Why did the United States and other European countries initially form NATO, and why has it remained active until today?
 

Overview

After World War II, the U.S. and the U.S.S.R. occupied much of Europe. Most of the continent's governments had fallen to the Nazis during the war, so the two superpowers were left with the responsibility of setting up new governments. Each promised to allow free elections, but in the end, did not. This left eastern and western Europe divided by style of government (eastern was communist, western was not) and left Germany divided between the two superpowers.

 
Eventually, as tensions rose between the superpowers, the Soviets cut off their area of Germany, and closed access to West Berlin, which was located deep within the Soviet zone of occupation. The allies aided the citizens of Berlin with supplies during the Berlin Airlift of 1948. This was a combined effort between the USA, Britain and France to keep the city alive. In the end over two million tons of food and supplies were dropped.

 
Soon after, when the Soviets began withdrawing from other countries around the world, it became evident that they were not going to go quietly. The USSR demanded oil concessions from Iran in exchange for withdrawal, but did not get them. In a similar manner, the Soviet leaders demanded that Turkey allow them to utilize its resources to spy on the western world. The Soviets also supported a communist revolution in Greece that led to a bloody civil war. Soon after that, there was a communist coup in Czechoslovakia, which was not a Soviet initiated venture, but quickly received full Soviet support. Western European nations countered this chain of events and the apparent growing Soviet threat with the Brussels Treaty, which defensively linked Britain, France, and Benelux.

 
The expansion of Soviet influence in Eastern Europe and the threats against Greece and Turkey aroused growing alarm throughout Western Europe. As a consequence, in April 1949, in accordance with the United Nations Charter, 12 nations established the North Atlantic Treaty Organization (NATO) to coordinate the military defenses of member nations against possible Soviet aggression. Belgium, Canada, Denmark, France, Great Britain, Iceland, Italy, Luxembourg, the Netherlands, Norway, Portugal and the United States (with Greece, Turkey and the Federal Republic of Germany joining afterward in 1952) agreed to consider an armed attack against any one of them as an attack against all. The territory covered included French Algeria, and there were also provisions in the treaty to protect the "occupation forces in any party of Europe." In December 1950, General Dwight D. Eisenhower was appointed the Supreme Commander of NATO military forces with a unified command of 50 combat divisions.

■ PROVIDED DATA ■
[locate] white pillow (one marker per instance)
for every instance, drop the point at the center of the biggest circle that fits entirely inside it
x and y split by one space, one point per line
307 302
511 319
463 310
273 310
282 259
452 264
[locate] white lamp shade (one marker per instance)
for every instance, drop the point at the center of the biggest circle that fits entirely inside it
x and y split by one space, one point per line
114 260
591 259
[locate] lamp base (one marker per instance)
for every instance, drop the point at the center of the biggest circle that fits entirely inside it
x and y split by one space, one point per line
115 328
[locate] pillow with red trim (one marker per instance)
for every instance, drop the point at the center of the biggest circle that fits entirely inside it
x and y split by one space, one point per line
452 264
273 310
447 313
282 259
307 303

■ GOAL A ■
According to the NATO overview, why did 12 nations establish NATO in April 1949? Answer in one to three sentences.
■ GOAL B ■
In the NATO overview, how much food and supplies were dropped during the Berlin Airlift?
■ GOAL C ■
Echo everything in the NATO overview from "Soon after, when" down to "France, and Benelux.".
The items have no role in this work.

■ FULL OUTPUT A ■
The spread of Soviet influence in Eastern Europe and the threats against Greece and Turkey alarmed Western Europe. In response, 12 nations formed NATO to coordinate their military defenses against possible Soviet aggression.

■ FULL OUTPUT B ■
Over two million tons.

■ FULL OUTPUT C ■
Soon after, when the Soviets began withdrawing from other countries around the world, it became evident that they were not going to go quietly. The USSR demanded oil concessions from Iran in exchange for withdrawal, but did not get them. In a similar manner, the Soviet leaders demanded that Turkey allow them to utilize its resources to spy on the western world. The Soviets also supported a communist revolution in Greece that led to a bloody civil war. Soon after that, there was a communist coup in Czechoslovakia, which was not a Soviet initiated venture, but quickly received full Soviet support. Western European nations countered this chain of events and the apparent growing Soviet threat with the Brussels Treaty, which defensively linked Britain, France, and Benelux.